> **Aufgaben zur Bearbeitung**:
(a) Beantworten Sie anhand des Textes über Le Corbusier folgende Fragen:
(i) Wie viele Bauwerke wurden ausgewählt?
(ii) In welcher Stadt steht die „Maison Guiette“?
(iii) Bei welcher Behörde ist Oliver Martin tätig?
(b) Zählen Sie die Zeilen der Datensätze, in denen die Zeichenfolge „wearing“ vorkommt, wobei Groß- und Kleinschreibung zu beachten ist. Geben Sie nur die Zahl an.

> **Vorgegebener Text**:

######

Lesen Sie weiter auf Seite 2, woran der Kandidat Le Corbusier gescheitert ist.

Die scheinbare Unausgewogenheit der neunzehn ausgewählten Bauwerke, die von bescheidenen Projekten wie dem Wohnhauses für die Eltern 1912 in La Chaux-de-Fonds oder der kaum bekannten "Maison Guiette" in Antwerpen bis zur berühmten Kirche von Ronchamp und der Villa Savoy bei Paris reichen, sei gezielt angelegt als Ausdruck eines kontinuierlichen architektonischen Denkprozesses. Die Anregung von ICOMOS, Objekte wie die Villa Savoy, Ronchamp, den Wohnblock von Marseille einzeln ins Weltkulturerbe aufzunehmen, hält Frau Gandini für Unsinn: "Diese Bauten sind bekannt und ausreichend geschützt." Entweder der ganze Le Corbusier oder gar nichts, heißt es bei der Fondation Le Corbusier, wo man offenbar nicht bereit ist, einen dritten Anlauf zu machen.

Dieser kämpferische Konfrontationskurs wurde bis zuletzt auch vom französischen Kulturministerium mitgetragen - weniger hingegen von den Experten und Unesco-Diplomaten. ICOMOS habe strikt nach den Kriterien seiner Denkmalvorgaben entschieden, stellt Oliver Martin vom Schweizer Bundesamt für Kultur sachlich fest, bedauert jedoch deren einseitige Fixierung auf materielle Einzelobjekte.

Vielleicht stand hinter dem Le-Corbusier-Antrag ein zu großer Alleinanspruch auf die Moderne, war unter Pariser Unesco-Diplomaten zu hören. Es zirkulierte die Idee, fortan lieber eine Liste "Meisterwerke der Moderne" zu unterbreiten, in der Le Corbusier nur noch ein Beispiel unter anderen wäre. Experten wie Martin halten so etwas jedoch für "hasardeux": Ein derartiger Katalog würde schnell in Beliebigkeit ausarten.

######

> **Vorliegende Datensätze**:
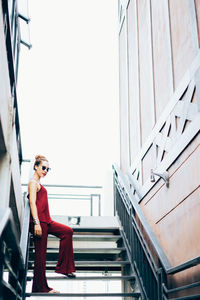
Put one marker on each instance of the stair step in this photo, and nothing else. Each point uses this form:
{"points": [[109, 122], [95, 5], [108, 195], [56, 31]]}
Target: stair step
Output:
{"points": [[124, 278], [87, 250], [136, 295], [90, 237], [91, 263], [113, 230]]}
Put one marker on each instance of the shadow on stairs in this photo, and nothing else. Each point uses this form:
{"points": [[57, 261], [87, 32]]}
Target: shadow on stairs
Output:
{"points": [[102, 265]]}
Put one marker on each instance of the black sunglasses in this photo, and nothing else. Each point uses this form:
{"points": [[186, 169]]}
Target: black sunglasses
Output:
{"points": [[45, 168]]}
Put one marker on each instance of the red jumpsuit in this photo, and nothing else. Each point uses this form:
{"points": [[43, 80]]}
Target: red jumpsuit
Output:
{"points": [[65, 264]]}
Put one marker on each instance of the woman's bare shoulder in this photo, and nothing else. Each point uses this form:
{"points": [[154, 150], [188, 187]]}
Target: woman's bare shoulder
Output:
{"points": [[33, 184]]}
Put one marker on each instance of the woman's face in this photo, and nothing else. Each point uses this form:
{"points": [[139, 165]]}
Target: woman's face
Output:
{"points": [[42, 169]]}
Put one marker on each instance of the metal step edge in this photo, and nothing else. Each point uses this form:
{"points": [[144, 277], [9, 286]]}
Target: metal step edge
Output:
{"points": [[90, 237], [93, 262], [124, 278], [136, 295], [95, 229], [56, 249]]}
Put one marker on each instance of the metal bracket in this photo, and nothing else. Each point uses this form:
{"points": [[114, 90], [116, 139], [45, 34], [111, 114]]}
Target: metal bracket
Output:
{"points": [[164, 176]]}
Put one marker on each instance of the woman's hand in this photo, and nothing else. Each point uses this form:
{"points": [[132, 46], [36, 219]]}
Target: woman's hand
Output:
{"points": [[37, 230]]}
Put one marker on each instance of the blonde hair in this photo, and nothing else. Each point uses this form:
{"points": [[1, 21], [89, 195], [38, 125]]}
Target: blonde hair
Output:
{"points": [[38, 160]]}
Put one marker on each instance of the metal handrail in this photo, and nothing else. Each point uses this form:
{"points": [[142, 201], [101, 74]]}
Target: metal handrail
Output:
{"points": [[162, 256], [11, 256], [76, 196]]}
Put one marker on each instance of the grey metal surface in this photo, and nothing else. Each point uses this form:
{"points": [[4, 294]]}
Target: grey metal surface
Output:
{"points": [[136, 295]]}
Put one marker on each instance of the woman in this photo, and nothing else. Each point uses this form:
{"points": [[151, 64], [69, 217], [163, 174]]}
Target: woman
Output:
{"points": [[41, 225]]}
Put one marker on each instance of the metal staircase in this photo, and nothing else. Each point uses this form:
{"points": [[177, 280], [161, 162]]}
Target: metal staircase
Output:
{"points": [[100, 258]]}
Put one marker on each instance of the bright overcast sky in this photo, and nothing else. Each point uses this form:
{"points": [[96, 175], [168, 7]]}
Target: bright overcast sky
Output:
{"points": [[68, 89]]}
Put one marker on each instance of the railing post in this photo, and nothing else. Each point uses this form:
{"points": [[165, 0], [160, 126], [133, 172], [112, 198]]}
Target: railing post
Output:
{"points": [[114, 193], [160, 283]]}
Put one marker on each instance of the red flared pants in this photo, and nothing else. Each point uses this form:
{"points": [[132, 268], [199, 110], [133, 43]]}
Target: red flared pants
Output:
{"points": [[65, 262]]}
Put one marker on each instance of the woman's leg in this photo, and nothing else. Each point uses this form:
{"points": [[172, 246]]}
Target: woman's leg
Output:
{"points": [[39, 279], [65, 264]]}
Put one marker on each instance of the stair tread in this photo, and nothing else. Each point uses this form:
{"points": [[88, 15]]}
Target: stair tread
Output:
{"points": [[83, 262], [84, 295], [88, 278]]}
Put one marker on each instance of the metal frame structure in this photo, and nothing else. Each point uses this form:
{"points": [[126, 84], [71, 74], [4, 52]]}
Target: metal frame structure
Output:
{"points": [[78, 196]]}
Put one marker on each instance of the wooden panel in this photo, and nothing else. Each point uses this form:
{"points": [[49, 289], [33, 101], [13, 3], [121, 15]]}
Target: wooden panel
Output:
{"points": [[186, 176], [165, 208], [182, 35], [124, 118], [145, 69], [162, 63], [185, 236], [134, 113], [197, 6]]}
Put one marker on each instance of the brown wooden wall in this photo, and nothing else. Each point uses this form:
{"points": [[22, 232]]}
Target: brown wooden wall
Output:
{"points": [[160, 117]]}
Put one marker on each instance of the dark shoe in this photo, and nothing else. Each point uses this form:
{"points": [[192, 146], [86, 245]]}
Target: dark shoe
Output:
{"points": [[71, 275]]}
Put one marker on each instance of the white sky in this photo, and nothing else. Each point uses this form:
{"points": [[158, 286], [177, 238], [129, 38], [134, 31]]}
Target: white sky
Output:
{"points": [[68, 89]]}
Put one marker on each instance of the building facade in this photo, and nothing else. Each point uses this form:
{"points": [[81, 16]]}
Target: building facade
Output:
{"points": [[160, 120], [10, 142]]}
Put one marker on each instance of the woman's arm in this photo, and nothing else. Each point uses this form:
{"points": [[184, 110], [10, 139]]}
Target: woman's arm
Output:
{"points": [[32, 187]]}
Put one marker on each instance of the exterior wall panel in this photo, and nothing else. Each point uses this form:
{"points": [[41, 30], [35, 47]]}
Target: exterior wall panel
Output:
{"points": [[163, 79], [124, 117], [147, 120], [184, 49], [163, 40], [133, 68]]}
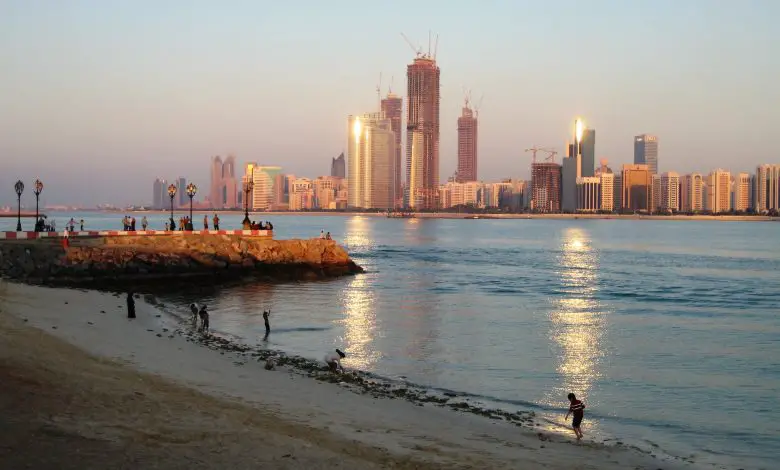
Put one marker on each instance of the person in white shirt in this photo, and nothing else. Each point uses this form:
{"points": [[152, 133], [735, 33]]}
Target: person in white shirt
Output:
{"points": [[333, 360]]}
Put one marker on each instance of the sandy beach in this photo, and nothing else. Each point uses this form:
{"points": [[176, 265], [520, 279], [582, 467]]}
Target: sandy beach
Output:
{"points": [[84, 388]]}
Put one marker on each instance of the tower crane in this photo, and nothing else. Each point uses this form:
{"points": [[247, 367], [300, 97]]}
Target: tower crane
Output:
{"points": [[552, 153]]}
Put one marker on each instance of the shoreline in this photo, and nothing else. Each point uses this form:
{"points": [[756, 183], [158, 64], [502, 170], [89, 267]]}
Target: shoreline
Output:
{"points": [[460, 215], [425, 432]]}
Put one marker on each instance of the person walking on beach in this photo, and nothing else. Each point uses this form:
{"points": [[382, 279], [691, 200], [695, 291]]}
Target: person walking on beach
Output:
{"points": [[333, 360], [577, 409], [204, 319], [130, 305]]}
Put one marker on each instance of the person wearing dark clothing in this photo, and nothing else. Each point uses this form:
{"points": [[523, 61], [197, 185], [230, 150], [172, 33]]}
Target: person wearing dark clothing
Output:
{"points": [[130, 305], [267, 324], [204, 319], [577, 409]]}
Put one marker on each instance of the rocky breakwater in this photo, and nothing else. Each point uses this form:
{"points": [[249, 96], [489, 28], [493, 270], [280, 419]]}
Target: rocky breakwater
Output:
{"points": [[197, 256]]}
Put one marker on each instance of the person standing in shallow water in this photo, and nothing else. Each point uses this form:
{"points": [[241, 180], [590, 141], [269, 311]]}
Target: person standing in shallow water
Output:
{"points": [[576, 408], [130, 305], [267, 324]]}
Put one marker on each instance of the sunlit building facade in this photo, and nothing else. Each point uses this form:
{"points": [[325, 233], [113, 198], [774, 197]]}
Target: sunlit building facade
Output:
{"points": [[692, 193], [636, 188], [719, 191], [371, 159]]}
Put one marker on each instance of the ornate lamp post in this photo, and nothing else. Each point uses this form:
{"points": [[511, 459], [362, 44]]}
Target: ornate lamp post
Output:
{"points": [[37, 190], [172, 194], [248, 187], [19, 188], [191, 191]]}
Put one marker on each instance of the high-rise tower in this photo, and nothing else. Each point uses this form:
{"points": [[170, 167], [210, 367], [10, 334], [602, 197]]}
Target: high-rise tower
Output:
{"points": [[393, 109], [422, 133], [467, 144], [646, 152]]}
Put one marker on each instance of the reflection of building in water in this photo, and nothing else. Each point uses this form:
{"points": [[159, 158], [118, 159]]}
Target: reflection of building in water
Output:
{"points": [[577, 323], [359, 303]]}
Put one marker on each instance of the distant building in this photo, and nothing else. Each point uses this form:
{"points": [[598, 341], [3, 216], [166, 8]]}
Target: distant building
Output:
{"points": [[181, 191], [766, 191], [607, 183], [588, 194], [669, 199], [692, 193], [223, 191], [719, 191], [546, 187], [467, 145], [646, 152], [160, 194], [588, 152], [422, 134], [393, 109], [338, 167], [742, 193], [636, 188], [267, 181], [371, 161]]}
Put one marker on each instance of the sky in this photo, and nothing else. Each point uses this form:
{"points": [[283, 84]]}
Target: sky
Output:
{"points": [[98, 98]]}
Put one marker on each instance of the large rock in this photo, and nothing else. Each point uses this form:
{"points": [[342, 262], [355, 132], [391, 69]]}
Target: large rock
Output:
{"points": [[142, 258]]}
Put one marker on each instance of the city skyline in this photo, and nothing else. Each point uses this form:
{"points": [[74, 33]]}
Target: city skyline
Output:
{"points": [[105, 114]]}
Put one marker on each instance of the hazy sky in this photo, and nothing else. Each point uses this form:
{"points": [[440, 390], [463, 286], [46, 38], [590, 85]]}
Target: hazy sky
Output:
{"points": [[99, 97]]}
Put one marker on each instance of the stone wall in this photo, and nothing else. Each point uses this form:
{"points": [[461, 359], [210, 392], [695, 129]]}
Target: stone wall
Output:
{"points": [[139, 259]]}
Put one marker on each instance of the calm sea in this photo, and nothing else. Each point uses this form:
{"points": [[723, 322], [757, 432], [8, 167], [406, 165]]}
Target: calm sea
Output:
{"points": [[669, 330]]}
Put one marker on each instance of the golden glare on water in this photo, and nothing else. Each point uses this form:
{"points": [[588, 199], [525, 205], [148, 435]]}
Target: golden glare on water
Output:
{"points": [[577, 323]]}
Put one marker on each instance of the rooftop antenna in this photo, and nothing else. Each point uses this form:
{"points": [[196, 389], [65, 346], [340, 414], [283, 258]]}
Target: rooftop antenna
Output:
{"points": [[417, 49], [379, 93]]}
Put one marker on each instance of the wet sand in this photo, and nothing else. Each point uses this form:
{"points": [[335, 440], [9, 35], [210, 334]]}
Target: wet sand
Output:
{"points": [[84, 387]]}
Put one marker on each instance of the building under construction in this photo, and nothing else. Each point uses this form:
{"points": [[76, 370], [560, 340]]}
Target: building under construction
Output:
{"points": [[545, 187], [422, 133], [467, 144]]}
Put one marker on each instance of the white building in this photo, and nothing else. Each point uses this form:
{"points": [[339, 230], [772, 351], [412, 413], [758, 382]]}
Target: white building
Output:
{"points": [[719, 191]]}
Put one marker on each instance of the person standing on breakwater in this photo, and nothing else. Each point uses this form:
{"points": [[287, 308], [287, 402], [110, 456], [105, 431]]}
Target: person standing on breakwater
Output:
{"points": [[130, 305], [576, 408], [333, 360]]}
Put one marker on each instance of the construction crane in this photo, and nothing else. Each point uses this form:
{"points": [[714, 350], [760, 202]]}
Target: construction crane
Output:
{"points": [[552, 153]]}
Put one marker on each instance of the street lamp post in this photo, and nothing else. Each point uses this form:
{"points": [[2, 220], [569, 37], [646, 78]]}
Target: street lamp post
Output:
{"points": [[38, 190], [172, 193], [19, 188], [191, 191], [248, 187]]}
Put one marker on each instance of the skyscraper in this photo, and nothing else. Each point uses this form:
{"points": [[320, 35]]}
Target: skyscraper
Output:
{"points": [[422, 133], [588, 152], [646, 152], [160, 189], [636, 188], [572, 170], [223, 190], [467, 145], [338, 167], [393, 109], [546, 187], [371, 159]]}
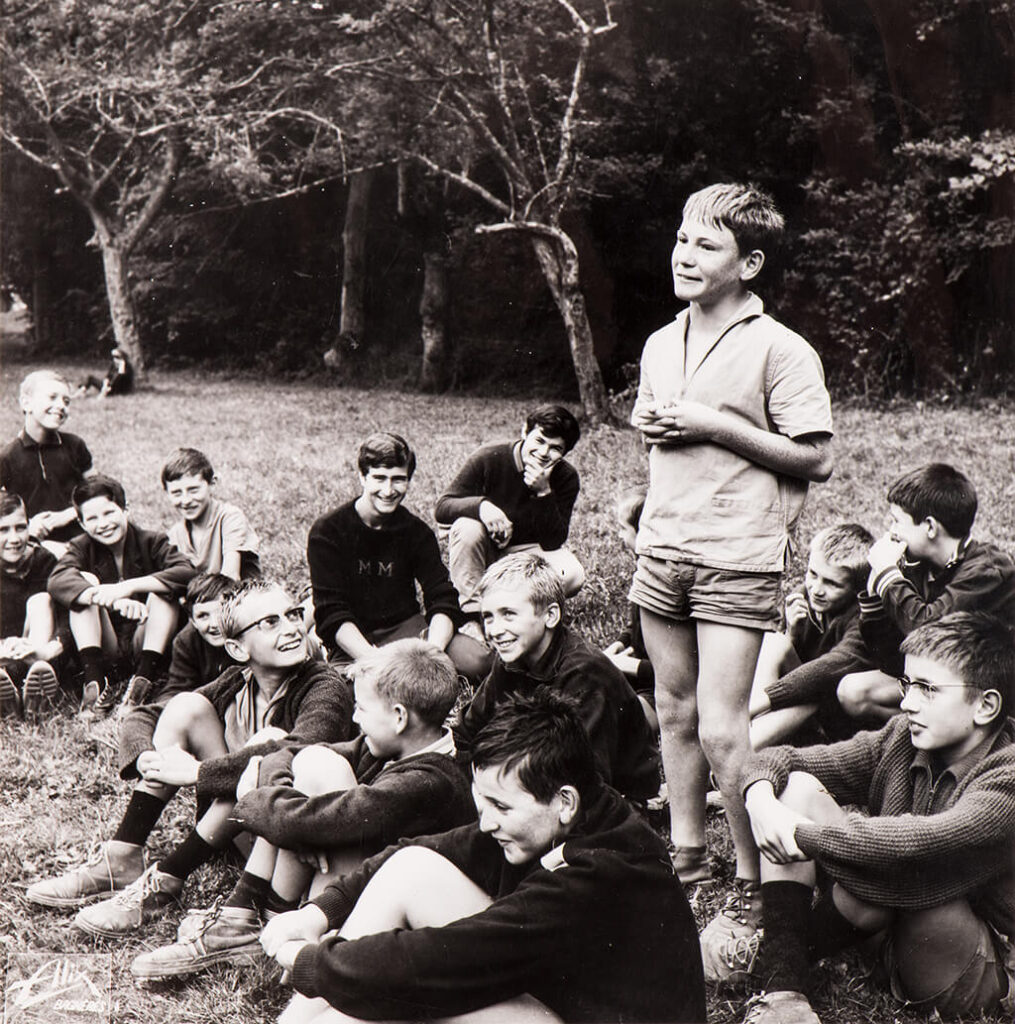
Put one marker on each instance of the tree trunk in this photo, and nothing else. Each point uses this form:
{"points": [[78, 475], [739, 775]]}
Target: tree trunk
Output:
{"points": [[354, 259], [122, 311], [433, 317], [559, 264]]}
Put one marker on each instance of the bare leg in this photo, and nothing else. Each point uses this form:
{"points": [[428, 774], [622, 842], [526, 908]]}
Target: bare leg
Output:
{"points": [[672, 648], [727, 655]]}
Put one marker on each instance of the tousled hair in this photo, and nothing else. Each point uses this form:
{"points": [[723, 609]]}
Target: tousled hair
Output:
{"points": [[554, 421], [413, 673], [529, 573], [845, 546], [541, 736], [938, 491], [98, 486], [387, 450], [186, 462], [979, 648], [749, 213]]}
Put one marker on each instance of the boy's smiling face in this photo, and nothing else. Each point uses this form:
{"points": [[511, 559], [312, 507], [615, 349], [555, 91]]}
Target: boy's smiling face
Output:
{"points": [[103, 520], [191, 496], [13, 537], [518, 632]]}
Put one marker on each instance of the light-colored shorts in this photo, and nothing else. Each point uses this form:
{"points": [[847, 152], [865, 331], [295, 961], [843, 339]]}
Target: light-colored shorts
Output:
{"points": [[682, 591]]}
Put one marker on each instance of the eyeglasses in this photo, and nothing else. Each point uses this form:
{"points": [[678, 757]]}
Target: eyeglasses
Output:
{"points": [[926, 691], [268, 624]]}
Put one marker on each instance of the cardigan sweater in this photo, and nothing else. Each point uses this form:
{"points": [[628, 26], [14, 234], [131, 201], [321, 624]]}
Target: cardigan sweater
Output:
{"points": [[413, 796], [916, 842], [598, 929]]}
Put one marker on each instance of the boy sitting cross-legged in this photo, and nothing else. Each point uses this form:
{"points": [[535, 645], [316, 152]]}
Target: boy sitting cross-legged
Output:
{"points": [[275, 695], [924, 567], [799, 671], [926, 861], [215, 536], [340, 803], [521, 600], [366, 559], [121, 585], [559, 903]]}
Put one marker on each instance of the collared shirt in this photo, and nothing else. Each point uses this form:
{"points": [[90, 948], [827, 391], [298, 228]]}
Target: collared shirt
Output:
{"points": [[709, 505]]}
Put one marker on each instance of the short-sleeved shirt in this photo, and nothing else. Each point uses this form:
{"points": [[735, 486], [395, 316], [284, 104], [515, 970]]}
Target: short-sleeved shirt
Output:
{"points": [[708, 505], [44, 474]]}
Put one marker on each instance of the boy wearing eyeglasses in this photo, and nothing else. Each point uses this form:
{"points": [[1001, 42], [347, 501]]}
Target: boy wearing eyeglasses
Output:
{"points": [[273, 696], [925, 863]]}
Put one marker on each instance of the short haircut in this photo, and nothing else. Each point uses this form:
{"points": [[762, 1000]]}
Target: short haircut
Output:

######

> **Ausführliche Lösungen**:
(a)
(i) Neunzehn Bauwerke.
(ii) In Antwerpen.
(iii) Beim Schweizer Bundesamt für Kultur.

(b) 4